Entries on locating named things
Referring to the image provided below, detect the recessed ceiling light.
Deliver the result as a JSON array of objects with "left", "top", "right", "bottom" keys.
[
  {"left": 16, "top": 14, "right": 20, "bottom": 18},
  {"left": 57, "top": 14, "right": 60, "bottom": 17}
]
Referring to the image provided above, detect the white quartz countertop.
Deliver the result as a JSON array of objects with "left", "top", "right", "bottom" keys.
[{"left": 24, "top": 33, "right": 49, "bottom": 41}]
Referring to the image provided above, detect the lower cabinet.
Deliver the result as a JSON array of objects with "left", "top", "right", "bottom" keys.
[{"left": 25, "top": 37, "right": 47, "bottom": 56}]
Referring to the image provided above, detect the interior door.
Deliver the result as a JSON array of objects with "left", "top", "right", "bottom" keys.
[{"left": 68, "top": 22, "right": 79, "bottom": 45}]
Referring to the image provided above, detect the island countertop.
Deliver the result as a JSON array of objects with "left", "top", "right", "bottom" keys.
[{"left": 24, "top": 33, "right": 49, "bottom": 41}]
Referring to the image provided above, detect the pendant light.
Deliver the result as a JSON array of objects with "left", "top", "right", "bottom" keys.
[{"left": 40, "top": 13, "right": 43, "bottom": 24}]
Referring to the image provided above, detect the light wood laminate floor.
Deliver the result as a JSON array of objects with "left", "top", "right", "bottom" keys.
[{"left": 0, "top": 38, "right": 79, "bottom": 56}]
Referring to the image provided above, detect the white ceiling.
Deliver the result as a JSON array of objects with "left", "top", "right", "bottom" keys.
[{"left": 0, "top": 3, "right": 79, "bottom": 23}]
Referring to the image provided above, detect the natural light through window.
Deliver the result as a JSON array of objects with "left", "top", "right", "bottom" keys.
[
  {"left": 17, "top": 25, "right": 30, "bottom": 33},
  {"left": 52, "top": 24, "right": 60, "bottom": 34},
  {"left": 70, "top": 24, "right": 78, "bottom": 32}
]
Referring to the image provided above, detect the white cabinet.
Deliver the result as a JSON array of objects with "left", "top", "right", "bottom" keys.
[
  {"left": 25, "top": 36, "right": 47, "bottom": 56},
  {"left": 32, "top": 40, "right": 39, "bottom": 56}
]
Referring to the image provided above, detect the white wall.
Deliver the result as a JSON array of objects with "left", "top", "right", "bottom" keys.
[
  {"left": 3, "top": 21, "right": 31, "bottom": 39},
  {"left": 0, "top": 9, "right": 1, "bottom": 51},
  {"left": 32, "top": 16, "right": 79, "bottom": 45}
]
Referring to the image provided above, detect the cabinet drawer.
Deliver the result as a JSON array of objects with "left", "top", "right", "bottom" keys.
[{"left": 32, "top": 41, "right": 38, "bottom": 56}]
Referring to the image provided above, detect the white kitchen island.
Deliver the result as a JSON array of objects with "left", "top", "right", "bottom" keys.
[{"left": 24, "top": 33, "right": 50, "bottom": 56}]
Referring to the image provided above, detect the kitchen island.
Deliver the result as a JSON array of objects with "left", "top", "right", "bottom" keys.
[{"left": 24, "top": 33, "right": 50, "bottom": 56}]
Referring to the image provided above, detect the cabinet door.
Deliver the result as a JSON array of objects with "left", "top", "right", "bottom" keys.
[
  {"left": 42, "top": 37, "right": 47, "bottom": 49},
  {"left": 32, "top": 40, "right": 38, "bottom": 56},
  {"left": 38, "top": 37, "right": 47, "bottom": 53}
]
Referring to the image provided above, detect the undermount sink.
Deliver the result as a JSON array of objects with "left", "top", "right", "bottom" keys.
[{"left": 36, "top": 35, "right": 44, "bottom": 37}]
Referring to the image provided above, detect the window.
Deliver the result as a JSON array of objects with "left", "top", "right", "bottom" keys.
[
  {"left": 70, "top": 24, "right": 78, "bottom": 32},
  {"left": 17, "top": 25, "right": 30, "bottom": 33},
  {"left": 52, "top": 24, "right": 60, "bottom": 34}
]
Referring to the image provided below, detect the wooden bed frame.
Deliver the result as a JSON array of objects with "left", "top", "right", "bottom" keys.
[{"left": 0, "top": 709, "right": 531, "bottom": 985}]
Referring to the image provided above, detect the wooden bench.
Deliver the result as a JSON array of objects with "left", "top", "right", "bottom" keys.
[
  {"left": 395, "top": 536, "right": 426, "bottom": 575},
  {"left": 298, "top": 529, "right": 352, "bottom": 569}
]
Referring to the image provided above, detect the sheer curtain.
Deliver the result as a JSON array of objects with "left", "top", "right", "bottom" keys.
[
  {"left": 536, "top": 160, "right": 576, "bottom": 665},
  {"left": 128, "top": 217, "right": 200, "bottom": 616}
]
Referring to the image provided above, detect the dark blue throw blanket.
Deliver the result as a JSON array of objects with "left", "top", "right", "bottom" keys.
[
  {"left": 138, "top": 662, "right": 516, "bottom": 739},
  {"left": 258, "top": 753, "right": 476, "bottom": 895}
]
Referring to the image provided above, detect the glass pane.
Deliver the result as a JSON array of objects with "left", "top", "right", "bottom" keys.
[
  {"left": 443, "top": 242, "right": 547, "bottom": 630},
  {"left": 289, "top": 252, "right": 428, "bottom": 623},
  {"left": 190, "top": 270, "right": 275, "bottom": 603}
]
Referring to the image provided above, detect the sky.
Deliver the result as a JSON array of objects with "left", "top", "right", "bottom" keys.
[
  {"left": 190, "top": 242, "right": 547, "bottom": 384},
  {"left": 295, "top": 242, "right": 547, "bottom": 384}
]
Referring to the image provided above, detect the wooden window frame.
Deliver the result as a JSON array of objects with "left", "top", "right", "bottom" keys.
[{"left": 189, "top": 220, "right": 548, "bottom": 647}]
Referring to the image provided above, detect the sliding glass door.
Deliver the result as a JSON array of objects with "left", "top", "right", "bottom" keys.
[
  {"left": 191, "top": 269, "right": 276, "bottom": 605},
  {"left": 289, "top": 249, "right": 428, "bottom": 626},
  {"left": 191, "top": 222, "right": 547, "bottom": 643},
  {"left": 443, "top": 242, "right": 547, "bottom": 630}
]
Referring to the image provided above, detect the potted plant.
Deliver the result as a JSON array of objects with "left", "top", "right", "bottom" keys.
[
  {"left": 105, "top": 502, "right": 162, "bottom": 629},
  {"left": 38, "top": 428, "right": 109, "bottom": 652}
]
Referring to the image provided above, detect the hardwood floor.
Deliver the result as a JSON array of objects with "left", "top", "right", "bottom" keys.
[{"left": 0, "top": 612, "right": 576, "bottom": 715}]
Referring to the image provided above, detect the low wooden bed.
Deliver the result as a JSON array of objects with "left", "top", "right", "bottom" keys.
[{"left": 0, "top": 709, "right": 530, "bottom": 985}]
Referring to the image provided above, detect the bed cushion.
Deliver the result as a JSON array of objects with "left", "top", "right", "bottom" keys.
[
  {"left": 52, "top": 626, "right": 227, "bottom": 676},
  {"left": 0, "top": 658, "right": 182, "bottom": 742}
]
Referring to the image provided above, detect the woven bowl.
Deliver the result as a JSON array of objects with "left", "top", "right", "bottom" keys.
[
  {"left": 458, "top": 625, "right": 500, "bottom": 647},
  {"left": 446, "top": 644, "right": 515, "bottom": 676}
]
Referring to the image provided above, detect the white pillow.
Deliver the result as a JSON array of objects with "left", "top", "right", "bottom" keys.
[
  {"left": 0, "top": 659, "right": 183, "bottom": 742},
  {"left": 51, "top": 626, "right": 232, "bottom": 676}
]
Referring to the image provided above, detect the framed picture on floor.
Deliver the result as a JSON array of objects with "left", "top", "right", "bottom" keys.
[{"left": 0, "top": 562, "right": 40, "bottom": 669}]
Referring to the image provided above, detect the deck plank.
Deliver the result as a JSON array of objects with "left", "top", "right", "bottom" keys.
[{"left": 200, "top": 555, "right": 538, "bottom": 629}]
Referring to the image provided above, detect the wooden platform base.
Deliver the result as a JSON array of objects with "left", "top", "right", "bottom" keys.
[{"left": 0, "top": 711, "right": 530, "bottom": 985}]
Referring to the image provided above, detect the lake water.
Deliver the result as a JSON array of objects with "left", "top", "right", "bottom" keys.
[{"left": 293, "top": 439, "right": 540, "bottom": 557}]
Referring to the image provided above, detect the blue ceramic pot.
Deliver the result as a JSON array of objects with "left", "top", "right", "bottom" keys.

Set task → Rewrite the stretch of data from the line containing "Referring to the image provided above, detect the white pillow." through the end, substituting "locate" for every occurrence of "detect" and leaving everything else unchanged.

Result of the exercise →
Referring to the image provided above, locate the white pillow.
Deliver the result as a JSON array of objects with "left", "top", "right", "bottom" keys.
[
  {"left": 0, "top": 659, "right": 183, "bottom": 742},
  {"left": 51, "top": 626, "right": 232, "bottom": 676}
]
Referring to the image provided above, locate the framed picture on floor.
Deliver the result as a JSON array of objects with "left", "top", "right", "bottom" keys.
[{"left": 0, "top": 562, "right": 40, "bottom": 669}]
Referring to the image provided above, locate the deck plank.
Deliver the result as a JSON array of objects with "left", "top", "right", "bottom" keys.
[{"left": 200, "top": 555, "right": 538, "bottom": 629}]
Referring to the image provided above, locate the wooden platform base.
Deliver the result as a JSON array of objects with "left", "top", "right", "bottom" keys.
[{"left": 0, "top": 711, "right": 530, "bottom": 985}]
Referring to the image provided above, locate the lake water.
Deliver the result as a JSON array of objects with "left", "top", "right", "bottom" keys.
[{"left": 293, "top": 439, "right": 540, "bottom": 557}]
Referring to the image provided above, locate the blue ceramic pot.
Deliver the result as a JSON array of objects with "left", "top", "right", "bottom" keys.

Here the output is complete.